_SHORT TASK 1:_ In the image stitching lab, list every skimage submodule that is imported under an alias with "as", along with its alias.
_SHORT TASK 2:_
Decide whether each statement agrees with the image stitching lab. Answer yes or no, and quote the words from the lab that settle it.
(a) The lab applies blending algorithms to the images.
(b) The exercises in the lab require coding.
(c) A similarity transformation is applied to the right hand image.
_SHORT TASK 3:_ Pick up the image stitching lab after its final sentence and keep writing.

** begin DOCUMENT SECTION **

# CSCI E-25      
## Image Stitching 
### Steve Elston

## Introduction   

This lab demonstrates some basic principles of image stitching. The focus here is on transformation of images to a common image plane to form a mosaic. Only planar projective transforms are employed. No blending algorithms are applied.   

This lab is intended to be short and simple. The exercises are all conceptual. No coding is required.  

You can find an example which includes more sophisticated methods of blending images in this [example](https://github.com/scikit-image/skimage-tutorials/blob/main/lectures/solutions/adv3_panorama-stitching-solution.ipynb), or in the [Scikit Image User Guide](https://scikit-image.org/docs/stable/auto_examples/registration/plot_stitching.html?highlight=stitching).   

As a first step, execute the code in the cell below to import the packages you will need.  

In [None]:
import skimage 
from skimage import data
from skimage.filters.rank import equalize
import skimage.filters as skfilters
import skimage.morphology as morphology
import skimage.transform as transform
import skimage.feature as feature
import skimage.measure as measure
from skimage.color import rgb2gray
from skimage import exposure
from PIL import Image
from skimage.feature import match_descriptors
import numpy as np
import math
from itertools import product, combinations
import matplotlib.pyplot as plt
import seaborn as sns
%matplotlib inline

> **Note:** For a more comprehensive example of image stitching with Scikit Image see [this example](https://github.com/scikit-image/skimage-tutorials/blob/main/lectures/solutions/adv3_panorama-stitching-solution.ipynb)

## Load and Prepare the Images

You will now load and prepare images used to create a mosaic. Execute the code in the cell below to load the image and convert it to gray-scale. 

> **Note:** You can reproduce the examples in the slide deck if you run this notebook with the `ButeScene3.JPG` image.  

In [None]:
def plot_grayscale(img, h=8):
    plt.figure(figsize=(h, h))
    _=plt.imshow(img, cmap=plt.get_cmap('gray'))
    _=plt.axis('off');
    
bute_scene = Image.open('../datafiles/ButeScene.JPG')
bute_scene = np.array(bute_scene)
print(bute_scene.shape)
plt.figure(figsize=(8, 8))
plt.imshow(bute_scene)
plt.axis('off')
plt.show()

bute_scene = rgb2gray(bute_scene)
bute_scene = exposure.equalize_adapthist(bute_scene)
plot_grayscale(bute_scene)

The code in the cell below splits the original image into two overlapping images. One of the images is then translated, rotated and scaled. In the remainder of this lab, these two images will be translated an a mosaic created which should resemble the original image.   

Execute the code in the cell below to perform the following operations:  
1. The images are cropped by opposite sift factors and then resized. The cropping retains an overlap area between the two images. 
2. A similarity transformation is applied to the right hand image. The transformation matrix is displayed.   
3. The images are displayed side by side.

** end DOCUMENT SECTION **
** begin DATA **

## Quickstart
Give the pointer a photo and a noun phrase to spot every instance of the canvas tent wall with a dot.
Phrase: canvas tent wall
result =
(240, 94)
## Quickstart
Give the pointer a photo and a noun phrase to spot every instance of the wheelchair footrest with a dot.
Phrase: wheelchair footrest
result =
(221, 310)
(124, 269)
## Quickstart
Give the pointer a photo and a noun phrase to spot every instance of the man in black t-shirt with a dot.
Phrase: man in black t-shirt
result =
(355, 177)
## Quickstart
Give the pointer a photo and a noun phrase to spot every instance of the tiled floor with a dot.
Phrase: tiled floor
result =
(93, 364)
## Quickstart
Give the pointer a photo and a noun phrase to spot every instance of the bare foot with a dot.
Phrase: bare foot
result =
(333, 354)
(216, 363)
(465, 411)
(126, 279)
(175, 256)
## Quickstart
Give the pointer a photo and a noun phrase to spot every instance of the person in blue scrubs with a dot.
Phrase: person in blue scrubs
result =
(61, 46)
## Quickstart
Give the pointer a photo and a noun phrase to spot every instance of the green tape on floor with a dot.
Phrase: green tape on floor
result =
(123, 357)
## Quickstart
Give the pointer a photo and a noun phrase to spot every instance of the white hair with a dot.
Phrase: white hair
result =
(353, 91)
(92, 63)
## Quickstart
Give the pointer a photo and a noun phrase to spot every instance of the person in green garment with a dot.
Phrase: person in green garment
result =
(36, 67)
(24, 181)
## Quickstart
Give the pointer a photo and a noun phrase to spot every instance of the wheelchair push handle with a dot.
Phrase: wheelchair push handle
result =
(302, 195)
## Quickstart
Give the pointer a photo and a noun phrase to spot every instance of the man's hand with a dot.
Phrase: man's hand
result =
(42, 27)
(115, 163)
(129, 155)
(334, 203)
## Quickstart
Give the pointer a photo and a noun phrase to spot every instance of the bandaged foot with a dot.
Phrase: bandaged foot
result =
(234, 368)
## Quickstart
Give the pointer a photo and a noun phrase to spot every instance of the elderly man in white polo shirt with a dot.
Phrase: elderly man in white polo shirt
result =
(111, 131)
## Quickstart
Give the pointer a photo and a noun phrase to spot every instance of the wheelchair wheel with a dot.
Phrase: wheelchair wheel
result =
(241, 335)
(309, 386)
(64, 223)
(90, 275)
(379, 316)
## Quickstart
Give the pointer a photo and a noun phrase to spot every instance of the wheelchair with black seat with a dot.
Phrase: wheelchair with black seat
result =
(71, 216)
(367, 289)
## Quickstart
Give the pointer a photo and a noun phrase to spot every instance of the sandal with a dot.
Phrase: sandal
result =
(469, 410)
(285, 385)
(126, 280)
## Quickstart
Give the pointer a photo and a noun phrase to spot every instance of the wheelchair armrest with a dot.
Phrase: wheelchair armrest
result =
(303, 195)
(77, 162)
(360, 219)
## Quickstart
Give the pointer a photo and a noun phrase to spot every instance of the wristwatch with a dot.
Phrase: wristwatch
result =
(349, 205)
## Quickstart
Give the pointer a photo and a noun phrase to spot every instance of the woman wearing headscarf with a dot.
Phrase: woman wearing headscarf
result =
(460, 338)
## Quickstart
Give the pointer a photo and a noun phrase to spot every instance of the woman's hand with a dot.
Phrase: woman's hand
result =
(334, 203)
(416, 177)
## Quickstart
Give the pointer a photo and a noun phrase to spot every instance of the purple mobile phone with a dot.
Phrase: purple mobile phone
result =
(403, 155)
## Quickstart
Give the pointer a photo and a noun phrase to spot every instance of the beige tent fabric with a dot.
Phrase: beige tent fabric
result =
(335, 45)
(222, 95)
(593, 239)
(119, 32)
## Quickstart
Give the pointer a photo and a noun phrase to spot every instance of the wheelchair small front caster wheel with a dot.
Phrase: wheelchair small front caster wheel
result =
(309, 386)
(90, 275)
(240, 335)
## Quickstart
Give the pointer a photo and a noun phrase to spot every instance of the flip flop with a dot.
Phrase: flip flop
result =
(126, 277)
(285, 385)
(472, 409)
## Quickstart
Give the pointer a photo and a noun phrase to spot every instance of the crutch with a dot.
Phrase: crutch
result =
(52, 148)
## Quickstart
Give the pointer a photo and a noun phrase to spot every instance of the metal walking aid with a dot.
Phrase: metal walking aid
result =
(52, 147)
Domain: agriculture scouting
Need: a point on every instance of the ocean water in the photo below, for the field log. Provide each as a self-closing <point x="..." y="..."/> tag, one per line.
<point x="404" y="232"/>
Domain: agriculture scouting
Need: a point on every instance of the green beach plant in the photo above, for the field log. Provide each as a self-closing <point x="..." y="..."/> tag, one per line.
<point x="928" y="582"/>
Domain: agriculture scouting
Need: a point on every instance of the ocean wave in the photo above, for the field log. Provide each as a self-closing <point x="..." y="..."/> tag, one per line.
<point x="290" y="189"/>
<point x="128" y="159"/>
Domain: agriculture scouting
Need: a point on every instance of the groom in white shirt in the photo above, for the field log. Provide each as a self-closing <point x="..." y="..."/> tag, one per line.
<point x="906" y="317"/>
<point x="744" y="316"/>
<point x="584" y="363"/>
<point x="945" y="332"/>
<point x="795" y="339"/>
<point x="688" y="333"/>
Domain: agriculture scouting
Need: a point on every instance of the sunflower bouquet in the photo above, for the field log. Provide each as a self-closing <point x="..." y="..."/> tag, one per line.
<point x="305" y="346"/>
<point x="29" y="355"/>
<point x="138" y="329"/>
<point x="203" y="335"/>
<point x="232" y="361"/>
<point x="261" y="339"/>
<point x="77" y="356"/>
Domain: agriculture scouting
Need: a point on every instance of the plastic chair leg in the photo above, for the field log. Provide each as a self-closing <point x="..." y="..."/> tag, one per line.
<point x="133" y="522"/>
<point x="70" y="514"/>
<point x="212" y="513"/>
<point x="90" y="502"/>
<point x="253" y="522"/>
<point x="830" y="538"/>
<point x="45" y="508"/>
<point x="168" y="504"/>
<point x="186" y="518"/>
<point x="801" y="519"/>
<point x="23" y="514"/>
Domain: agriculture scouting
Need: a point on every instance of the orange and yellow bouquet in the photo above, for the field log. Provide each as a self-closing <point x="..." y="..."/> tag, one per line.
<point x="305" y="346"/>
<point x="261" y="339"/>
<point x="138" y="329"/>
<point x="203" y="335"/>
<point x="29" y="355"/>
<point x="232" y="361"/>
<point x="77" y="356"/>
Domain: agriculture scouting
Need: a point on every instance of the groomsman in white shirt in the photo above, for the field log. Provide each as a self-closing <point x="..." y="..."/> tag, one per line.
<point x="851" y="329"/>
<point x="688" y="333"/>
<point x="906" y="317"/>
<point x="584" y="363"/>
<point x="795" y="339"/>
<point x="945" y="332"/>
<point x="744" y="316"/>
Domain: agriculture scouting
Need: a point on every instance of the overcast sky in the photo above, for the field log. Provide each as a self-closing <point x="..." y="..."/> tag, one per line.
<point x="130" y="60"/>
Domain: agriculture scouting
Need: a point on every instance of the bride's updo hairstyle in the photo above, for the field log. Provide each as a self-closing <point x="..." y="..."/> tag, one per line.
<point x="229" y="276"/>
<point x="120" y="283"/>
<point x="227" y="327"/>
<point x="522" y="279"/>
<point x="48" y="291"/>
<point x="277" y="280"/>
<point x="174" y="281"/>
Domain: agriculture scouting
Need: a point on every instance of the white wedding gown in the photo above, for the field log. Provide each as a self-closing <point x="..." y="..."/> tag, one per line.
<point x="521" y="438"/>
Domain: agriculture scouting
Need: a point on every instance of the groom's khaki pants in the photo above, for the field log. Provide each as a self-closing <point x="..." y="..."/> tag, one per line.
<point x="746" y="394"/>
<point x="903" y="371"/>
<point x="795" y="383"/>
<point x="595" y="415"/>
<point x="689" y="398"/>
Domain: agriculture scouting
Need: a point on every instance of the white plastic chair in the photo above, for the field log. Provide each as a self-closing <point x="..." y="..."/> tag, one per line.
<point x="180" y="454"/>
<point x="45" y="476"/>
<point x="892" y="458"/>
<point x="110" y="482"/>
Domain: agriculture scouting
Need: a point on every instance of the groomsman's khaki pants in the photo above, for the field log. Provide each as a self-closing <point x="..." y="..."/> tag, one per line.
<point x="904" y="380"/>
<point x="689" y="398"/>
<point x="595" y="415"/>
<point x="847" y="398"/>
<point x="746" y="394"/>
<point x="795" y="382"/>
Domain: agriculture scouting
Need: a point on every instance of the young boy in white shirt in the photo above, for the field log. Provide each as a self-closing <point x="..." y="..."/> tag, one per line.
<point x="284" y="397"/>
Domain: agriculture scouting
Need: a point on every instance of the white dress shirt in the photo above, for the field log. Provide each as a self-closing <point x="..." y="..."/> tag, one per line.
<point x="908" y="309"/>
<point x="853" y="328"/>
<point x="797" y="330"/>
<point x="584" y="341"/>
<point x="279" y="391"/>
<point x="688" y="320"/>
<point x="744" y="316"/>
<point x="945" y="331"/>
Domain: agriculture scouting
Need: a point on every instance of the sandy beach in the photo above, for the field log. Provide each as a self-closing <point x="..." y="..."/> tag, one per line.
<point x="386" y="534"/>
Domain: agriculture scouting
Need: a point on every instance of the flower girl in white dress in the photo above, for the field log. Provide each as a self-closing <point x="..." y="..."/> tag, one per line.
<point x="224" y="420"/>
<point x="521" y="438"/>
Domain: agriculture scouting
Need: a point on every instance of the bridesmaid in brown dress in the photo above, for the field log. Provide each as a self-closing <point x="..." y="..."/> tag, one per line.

** end DATA **

_EXPECTED OUTPUT 1:_
skimage.filters as skfilters
skimage.morphology as morphology
skimage.transform as transform
skimage.feature as feature
skimage.measure as measure

_EXPECTED OUTPUT 2:_
(a) No: "No blending algorithms are applied."
(b) No: "No coding is required."
(c) Yes: "A similarity transformation is applied to the right hand image."

_EXPECTED OUTPUT 3:_
In [None]:
def plot_pair(left, right):
    fig, ax = plt.subplots(1,2, figsize=(16, 24))
    ax = ax.flatten()
    ax[0].imshow(left, cmap=plt.get_cmap('gray'))
    ax[0].axis('off');
    ax[1].imshow(right, cmap=plt.get_cmap('gray'))
    ax[1].axis('off');
    plt.show
    return ax

shift = 1000
img_dimension = 256
dimension_tuple = (img_dimension,img_dimension)
bute_left = transform.resize(exposure.equalize_adapthist(np.copy(bute_scene[:,:bute_scene.shape[1] - shift])), (dimension_tuple))
bute_right = transform.resize(exposure.equalize_adapthist(np.copy(bute_scene[:,shift:])), (dimension_tuple))


theta = math.pi/16
#theta = 0.0
scale = 1.1
#scale = 1.0
translation = [0,-64]
#translation = [0,0]
transform_matrix = transform.SimilarityTransform(rotation=theta, translation=translation, scale=scale)
print(transform_matrix)
bute_right = transform.warp(bute_right, transform_matrix)

_=plot_pair(bute_left, bute_right)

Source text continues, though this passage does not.